**What is asked:**
1: Copy the economic report again, starting with "Allowing for the" and going on through "10.4% annual gain.", and switch "CPI-W" to "CPI-U".
2: Answer these questions from the economic report.
(a) What was gross federal debt as of September 30, 2005?
(b) About how many initial claims are estimated to be related to Katrina?
(c) By how much were August retail sales up on a year-to-year basis?

**Excerpted text:**
Federal Deficit -- Commenting on the U.S. federal budget deficit to French Finance Minister Thierry Breton, Alan Greenspan reportedly admitted, "We have lost control [Reuters Sept. 24]." Nonetheless, the happy news out of the former malarial swamp on the Potomac is that the accounting-gimmicked 2005 U.S. budget deficit (fiscal year-ended September 30th) will be reported at about $319 billion, down from 2004's $412.8 billion. For the twelve months ended August 2005, the rolling deficit was $328.0 billion versus $410.6 billion in August 2004.
Gross federal debt as of September 30, 2005 was $7.933 trillion, up $554 billion from September 2004, which, in turn, was up by $596 billion from September 2003.
The actual federal deficit will be inflated quickly by billions being allocated to Katrina reconstruction and to the ongoing war in Iraq. Government finances also will suffer tax revenue losses from the Gulf Coast in addition to revenue shortfalls that will intensify along with the recession.
Initial Claims for Unemployment Insurance -- Katrina's impact began showing up in initial claims with the report for the week-ended September 10th, and new claims still were bloated in the week-ended October 1st. Against the seasonally-adjusted four weeks leading up to Katrina, new claims were 334,000 higher in the following four weeks. Estimates of Katrina-related claims are running around 370,000, which translates to roughly 400,000 jobs, accounting for multiple jobholders. Again, initial claims still are coming in.
On a smoothed basis for the 17 weeks ended October 1st, the annual decline for new claims narrowed sharply to 0.5% from 5.5% (revised from 5.4%) as of August 27th. The devastation of the Gulf Coast and its ripple effects throughout the national economy have accelerated the deterioration in the series' moving average and should contribute to turning annual growth positive (a negative economic development) in the current month. Positive year-to-year growth in initial claims series would confirm signals of recession.
The volatility of the seasonally-adjusted weekly numbers is due partially to the seasonal-adjustment process. When the series is viewed in terms of the year-to-year change in the 17-week (three-month) moving average, however, such is a fair indicator of current economic activity.
Real Average Weekly Earnings -- August's pre-Katrina seasonally-adjusted real average weekly earnings fell by 0.5% from July, after July's decline narrowed from 0.2% to 0.1% in revision. August's reported real earnings fell 1.1% from the year before, after July's 0.4% loss. Recent volatility in this series has come primarily from variations in reported CPI growth.
Allowing for the biases built into the CPI-W series used to deflate the weekly earnings, annual change in this series continues to signal recession.
Retail Sales -- Largely pre-Katrina, seasonally-adjusted August retail sales plunged by 2.1% (down 1.9% net of revisions) +/- 0.7%, following July's unrevised 1.8% gain. On a year-to-year basis, August retail sales were up 7.9%, down from July's 10.4% annual gain.

**Entries supplied:**
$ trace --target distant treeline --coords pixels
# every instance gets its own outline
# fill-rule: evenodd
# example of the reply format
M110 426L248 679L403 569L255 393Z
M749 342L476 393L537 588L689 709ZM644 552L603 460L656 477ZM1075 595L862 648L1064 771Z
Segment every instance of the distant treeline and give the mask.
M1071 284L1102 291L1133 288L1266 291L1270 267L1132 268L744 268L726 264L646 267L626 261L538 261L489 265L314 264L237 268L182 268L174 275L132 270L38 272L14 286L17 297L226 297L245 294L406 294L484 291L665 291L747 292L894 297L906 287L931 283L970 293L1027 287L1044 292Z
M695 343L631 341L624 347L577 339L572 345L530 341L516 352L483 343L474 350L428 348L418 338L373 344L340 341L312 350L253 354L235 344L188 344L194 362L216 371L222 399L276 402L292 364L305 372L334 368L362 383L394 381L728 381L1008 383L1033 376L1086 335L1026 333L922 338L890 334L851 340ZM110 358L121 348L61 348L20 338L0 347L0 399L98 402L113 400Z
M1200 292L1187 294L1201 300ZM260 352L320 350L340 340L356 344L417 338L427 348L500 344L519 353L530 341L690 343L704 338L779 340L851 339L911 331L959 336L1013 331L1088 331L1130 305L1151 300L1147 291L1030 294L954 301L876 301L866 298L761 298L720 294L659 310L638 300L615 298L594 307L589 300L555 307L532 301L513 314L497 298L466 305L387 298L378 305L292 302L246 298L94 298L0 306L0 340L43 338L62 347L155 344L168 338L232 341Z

**Solved problems:**
1:
Allowing for the biases built into the CPI-U series used to deflate the weekly earnings, annual change in this series continues to signal recession.
Retail Sales -- Largely pre-Katrina, seasonally-adjusted August retail sales plunged by 2.1% (down 1.9% net of revisions) +/- 0.7%, following July's unrevised 1.8% gain. On a year-to-year basis, August retail sales were up 7.9%, down from July's 10.4% annual gain.

2:
(a) $7.933 trillion
(b) Around 370,000
(c) 7.9%